Fragment.

De A95K gebruikt een nieuwe type OLED-paneel, dat OLED en quantum dots combineert, vandaar de benaming: QD-OLED. Zowel de Samsung S95B als de Sony A95K gebruiken exact hetzelfde paneel, en ze delen dan ook alle voor-en nadelen. Kort gesteld zijn dat de volgende.

QD-OLED biedt een bijna perfect contrast, maar combineert het met een betere helderheid en vooral met kleuren die hun intensiteit (saturatie) bewaren bij heel hoge helderheden. De pixels hebben een zeer snelle reactietijd. De opbouw van het paneel garandeert een zeer ruime kijkhoek, maar kan anderzijds wat last ondervinden van sterk omgevingslicht dat de zwartweergave licht verwatert. 

De panelen gebruiken een unieke driehoekige subpixelstructuur die het mogelijk iets minder geschikt maakt voor computermonitoren. Tot slot blijft er een beperkt risico op inbranden, hoewel fabrikanten hun ondertussen ruime ervaring met OLED inzetten om dat te vermijden.

Aangeleverde items.

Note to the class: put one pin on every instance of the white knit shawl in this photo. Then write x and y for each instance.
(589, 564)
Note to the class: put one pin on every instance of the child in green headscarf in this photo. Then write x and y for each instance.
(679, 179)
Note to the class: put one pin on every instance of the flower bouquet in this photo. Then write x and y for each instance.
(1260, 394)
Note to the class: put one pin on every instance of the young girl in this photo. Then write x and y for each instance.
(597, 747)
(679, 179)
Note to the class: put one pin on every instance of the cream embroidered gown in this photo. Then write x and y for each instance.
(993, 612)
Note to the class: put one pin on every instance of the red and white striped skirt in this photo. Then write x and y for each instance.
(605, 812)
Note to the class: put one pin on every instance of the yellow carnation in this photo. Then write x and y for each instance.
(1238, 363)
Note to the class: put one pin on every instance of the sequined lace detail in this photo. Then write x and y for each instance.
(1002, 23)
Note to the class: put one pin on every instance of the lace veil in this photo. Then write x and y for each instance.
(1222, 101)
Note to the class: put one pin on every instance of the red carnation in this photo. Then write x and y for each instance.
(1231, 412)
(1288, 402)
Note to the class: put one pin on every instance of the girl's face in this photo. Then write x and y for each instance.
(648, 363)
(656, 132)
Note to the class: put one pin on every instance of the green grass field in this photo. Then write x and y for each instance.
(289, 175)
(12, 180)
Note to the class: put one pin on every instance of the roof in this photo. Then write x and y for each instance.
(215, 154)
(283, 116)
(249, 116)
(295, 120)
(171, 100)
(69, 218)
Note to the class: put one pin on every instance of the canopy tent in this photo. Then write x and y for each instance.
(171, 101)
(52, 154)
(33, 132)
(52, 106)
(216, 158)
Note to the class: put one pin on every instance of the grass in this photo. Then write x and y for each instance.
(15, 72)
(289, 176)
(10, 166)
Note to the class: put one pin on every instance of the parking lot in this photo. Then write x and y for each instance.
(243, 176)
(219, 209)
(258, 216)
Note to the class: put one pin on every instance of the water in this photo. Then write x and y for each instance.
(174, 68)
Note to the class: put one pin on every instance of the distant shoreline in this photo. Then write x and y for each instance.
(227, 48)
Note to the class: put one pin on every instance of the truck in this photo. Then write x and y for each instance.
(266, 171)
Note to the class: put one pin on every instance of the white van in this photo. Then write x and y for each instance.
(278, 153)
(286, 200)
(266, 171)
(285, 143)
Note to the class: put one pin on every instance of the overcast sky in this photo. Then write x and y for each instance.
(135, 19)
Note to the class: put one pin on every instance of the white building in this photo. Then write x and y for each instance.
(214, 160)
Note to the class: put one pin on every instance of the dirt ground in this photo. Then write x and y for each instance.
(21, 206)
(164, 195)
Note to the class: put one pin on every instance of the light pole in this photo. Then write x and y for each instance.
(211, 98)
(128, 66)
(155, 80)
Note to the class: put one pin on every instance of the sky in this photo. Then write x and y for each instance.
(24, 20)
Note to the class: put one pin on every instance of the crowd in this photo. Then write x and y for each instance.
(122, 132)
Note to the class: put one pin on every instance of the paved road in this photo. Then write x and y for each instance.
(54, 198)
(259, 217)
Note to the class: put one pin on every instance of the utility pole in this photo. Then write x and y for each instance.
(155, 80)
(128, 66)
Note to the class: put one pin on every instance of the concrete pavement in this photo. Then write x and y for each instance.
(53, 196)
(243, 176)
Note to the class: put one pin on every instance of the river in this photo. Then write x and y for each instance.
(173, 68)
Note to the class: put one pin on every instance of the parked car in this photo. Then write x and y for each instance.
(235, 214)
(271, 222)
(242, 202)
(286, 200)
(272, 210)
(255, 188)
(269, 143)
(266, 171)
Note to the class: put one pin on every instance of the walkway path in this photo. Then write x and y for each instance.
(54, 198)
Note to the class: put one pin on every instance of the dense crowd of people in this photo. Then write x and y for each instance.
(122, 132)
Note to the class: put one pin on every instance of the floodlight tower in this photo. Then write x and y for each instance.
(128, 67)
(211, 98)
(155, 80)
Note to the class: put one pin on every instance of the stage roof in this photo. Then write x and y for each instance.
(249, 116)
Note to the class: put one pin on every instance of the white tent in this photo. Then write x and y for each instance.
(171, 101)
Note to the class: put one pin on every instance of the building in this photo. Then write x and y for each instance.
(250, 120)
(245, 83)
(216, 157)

--

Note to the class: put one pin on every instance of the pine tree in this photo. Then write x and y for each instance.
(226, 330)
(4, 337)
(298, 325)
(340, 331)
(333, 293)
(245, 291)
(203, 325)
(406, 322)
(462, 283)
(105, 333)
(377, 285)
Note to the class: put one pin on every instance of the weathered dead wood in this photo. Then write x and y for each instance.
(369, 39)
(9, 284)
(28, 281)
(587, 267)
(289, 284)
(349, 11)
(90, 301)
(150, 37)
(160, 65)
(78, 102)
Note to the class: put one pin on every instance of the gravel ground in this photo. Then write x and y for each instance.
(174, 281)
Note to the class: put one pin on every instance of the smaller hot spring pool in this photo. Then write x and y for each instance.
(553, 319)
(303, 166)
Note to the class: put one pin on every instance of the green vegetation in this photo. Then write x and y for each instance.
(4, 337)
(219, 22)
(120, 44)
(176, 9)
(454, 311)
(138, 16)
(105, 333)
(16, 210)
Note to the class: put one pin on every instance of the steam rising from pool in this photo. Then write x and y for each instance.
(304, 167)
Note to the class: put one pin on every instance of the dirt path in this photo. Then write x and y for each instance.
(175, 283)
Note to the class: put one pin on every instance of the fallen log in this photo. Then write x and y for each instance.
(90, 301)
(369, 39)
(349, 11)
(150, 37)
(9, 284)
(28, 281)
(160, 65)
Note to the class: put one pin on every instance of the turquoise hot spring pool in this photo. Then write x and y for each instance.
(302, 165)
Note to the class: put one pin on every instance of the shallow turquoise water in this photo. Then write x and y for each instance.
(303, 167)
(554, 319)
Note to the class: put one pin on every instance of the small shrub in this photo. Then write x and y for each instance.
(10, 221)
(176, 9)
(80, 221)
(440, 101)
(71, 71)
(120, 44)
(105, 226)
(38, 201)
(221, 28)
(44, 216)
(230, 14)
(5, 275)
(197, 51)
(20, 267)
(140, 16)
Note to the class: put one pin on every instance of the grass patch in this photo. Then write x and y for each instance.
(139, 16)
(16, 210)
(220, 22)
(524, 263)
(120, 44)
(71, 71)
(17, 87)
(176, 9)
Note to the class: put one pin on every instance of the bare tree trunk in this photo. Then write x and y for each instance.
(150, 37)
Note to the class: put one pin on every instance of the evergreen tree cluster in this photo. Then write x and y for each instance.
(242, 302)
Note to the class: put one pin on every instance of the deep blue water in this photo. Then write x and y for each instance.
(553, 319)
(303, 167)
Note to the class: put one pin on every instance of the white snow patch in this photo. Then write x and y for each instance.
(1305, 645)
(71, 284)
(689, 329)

De opdrachten.
**1)** Neem in de items de regels vanaf de regel met "of the yellow" tot en met de regel met "(1222, 101)" volledig opnieuw over. Verschuif daarbij elk getal in de coördinaten van de antwoorden met -22.
**2)** Schrijf de tekst over QD-OLED verder vanaf het punt waar die ophoudt.
De items hebben niets te maken met de tekst over QD-OLED.

Verwachte antwoorden.
**1)**
Note to the class: put one pin on every instance of the yellow carnation in this photo. Then write x and y for each instance.
(1216, 341)
Note to the class: put one pin on every instance of the sequined lace detail in this photo. Then write x and y for each instance.
(980, 1)
Note to the class: put one pin on every instance of the lace veil in this photo. Then write x and y for each instance.
(1200, 79)

**2)**
Stoere tv

Een ding dat we echt niet verwachten van een OLED-tv is een stoer uiterlijk. De OLED-panelen benadrukken vaak een superslank design. Sony kiest hier duidelijk een ander pad. Het scherm zelf is al wat dikker, maar vooral het feit dat de elektronicabehuizing over de hele rug uitstrekt, is verrassend. Bovendien staat het toestel op een voetplaat die even breed is als het toestel. Het totaalgewicht, 31 kg, liegt er niet om, dit is een forse tv.

Over de afwerking echter geen slecht woord. Die is piekfijn in orde, en aan elk detail is gedacht. De voetplaat kan gemonteerd worden naar voor of naar achter wijzend. Maar wat je ook kiest, het beeld hangt een centimeter boven het meubel dus een soundbar voor de tv zetten is geen optie.

Aansluitingen

Deze Sony zal gamers tot keuzes dwingen. Van de vier HDMI-aansluitingen zijn er maar twee die de 48 Gbps HDMI 2.1 bandbreedte leveren. En een daarvan dient voor ARC/eARC. Wie dus een soundbar op het oog heeft, houdt maar één HDMI 2.1-aansluiting over. Ze kunnen ook niet én Dolby Vision én 4K120 tegelijk ondersteunen, via de instellingen bepaal je wat de HDMI-aansluiting aankan. Ondersteuning voor ALLM en VRR is er wel, en de input-lag van 17,2 ms (4K60) en 8,7 ms (2K120) is in elk geval prima.

Daarnaast vind je op de Sony twee usb-aansluitingen, een composiet video en stereo minijack ingang, en een optisch digitale audio-uitgang. Voor een koptelefoon moet je bluetooth gebruiken. De A95K biedt een unieke oplossing voor wie een AV-receiver gebruikt, hij kan immers aangesloten worden als center-luidspreker.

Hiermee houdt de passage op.